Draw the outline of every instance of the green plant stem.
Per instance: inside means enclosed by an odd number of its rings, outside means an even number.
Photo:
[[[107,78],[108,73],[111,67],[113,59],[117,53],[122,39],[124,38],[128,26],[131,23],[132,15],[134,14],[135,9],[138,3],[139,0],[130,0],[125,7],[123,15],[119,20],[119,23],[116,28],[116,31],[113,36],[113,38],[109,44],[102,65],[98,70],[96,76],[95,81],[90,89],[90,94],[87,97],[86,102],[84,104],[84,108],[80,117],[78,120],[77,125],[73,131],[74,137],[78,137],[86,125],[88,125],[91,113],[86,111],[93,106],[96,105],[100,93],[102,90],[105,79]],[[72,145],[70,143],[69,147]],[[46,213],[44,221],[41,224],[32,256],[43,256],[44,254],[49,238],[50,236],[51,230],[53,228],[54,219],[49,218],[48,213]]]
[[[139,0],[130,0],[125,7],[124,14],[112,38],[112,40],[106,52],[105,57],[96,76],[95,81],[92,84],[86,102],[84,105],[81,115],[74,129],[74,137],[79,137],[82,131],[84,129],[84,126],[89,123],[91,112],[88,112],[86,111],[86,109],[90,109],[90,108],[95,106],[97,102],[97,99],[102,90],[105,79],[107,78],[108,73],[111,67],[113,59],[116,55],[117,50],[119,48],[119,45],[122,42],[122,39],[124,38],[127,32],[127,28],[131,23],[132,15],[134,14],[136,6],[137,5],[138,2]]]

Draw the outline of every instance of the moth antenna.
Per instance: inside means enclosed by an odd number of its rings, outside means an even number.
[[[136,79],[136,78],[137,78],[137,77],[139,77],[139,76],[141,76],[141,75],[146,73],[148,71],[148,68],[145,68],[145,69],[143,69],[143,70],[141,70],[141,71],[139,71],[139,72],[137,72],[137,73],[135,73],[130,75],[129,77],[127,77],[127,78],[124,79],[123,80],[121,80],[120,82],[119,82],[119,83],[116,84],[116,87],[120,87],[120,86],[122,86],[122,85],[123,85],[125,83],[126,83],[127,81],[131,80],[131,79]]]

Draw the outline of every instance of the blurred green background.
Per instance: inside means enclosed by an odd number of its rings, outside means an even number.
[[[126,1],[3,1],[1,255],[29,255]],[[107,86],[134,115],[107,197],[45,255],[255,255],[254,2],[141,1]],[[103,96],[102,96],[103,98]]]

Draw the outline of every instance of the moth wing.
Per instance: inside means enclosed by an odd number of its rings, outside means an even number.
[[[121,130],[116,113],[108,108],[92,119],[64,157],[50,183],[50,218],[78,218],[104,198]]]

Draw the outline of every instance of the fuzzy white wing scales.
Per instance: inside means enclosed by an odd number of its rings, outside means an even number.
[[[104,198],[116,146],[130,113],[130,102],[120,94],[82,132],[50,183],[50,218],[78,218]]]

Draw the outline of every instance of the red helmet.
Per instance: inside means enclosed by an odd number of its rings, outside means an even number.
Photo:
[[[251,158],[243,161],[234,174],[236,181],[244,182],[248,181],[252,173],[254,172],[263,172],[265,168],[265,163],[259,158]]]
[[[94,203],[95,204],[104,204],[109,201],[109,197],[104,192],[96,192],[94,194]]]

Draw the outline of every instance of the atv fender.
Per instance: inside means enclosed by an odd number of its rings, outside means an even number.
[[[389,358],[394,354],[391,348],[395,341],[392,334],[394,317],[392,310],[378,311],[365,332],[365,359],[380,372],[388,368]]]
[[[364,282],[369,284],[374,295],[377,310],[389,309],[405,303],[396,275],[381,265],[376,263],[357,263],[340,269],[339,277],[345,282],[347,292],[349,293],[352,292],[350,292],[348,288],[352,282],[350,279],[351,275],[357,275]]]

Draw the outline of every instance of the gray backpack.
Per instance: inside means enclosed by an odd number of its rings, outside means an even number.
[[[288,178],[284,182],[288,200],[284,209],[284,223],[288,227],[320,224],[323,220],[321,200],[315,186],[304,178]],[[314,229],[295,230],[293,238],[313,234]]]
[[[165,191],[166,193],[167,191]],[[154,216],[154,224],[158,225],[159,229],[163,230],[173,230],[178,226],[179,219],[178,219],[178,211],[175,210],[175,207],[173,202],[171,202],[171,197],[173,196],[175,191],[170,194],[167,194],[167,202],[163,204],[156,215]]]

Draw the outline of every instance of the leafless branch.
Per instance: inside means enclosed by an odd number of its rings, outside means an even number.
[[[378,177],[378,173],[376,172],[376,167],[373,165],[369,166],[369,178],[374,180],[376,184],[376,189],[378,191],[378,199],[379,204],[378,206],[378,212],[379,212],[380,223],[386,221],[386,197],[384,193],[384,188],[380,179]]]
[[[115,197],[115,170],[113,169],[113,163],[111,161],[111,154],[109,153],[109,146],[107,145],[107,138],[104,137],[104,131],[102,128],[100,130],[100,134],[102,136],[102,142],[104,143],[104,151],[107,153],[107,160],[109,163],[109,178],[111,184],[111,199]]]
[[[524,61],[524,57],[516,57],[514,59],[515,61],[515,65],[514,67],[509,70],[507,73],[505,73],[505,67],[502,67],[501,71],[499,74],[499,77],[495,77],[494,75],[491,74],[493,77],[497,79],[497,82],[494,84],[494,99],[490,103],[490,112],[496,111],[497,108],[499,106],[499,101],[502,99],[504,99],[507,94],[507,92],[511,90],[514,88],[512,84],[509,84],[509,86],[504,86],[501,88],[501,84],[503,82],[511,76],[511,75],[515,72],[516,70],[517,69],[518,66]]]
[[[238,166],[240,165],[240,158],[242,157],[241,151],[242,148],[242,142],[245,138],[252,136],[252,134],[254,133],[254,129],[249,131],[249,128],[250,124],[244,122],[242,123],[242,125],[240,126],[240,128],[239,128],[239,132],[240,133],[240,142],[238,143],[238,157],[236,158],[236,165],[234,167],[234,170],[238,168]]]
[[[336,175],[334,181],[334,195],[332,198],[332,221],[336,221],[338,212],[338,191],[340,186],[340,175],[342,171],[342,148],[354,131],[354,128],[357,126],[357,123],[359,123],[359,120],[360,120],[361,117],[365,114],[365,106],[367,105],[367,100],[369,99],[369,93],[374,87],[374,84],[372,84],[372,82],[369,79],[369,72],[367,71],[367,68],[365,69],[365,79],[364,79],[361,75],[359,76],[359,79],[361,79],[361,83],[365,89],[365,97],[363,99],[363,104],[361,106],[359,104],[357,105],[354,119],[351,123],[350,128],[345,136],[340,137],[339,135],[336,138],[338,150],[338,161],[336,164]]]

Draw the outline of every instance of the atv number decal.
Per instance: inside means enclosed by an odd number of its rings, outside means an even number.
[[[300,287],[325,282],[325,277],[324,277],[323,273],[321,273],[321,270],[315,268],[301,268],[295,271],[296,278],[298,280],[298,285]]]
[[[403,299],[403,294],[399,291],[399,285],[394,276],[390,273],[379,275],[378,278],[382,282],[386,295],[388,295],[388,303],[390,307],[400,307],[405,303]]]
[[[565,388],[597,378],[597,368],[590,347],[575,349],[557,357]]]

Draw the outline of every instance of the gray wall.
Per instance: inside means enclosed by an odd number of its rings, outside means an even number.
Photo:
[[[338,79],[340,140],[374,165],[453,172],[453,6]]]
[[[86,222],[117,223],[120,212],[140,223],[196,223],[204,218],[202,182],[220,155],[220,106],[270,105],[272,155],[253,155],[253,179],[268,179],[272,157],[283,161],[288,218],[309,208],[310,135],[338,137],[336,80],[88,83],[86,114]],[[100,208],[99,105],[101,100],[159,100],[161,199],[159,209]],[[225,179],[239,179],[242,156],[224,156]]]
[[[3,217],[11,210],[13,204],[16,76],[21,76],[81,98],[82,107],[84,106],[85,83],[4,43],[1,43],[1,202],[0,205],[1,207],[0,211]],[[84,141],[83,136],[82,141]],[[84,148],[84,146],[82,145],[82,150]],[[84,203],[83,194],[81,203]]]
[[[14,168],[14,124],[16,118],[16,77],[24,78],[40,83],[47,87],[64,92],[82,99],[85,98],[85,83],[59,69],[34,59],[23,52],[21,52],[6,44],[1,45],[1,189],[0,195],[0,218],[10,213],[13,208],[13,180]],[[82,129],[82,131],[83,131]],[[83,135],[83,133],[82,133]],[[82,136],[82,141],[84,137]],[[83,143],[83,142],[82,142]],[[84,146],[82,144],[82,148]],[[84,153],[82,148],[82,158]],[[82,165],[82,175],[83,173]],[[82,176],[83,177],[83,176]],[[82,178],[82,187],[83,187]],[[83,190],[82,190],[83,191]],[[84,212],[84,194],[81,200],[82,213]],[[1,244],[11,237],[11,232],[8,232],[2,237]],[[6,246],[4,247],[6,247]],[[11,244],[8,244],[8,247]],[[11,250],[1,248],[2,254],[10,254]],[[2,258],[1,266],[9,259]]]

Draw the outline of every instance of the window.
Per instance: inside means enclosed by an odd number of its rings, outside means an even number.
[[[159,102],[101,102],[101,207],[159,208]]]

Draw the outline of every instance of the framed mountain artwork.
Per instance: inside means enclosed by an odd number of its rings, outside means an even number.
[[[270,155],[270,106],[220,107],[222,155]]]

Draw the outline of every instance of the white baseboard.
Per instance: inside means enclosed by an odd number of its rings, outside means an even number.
____
> [Task]: Please rewrite the part of the entries that opens with the line containing "Draw the outline of every instance of the atv number" and closes with the line containing "[[[565,388],[597,378],[597,368],[590,347],[575,349],[557,357]]]", replacing "decal" with "sticker" and changing nothing else.

> [Full solution]:
Draw the outline of every instance of the atv number sticker.
Per instance: inside means enclosed by an odd number of its rings, outside means an even number.
[[[300,287],[325,282],[325,277],[324,277],[323,273],[321,273],[321,270],[315,268],[301,268],[295,271],[296,278],[298,280],[298,285]]]
[[[403,299],[403,294],[399,291],[399,285],[394,276],[390,273],[379,275],[378,278],[382,282],[386,295],[388,295],[388,303],[390,307],[400,307],[405,303]]]
[[[565,388],[597,378],[597,368],[590,347],[575,349],[557,357]]]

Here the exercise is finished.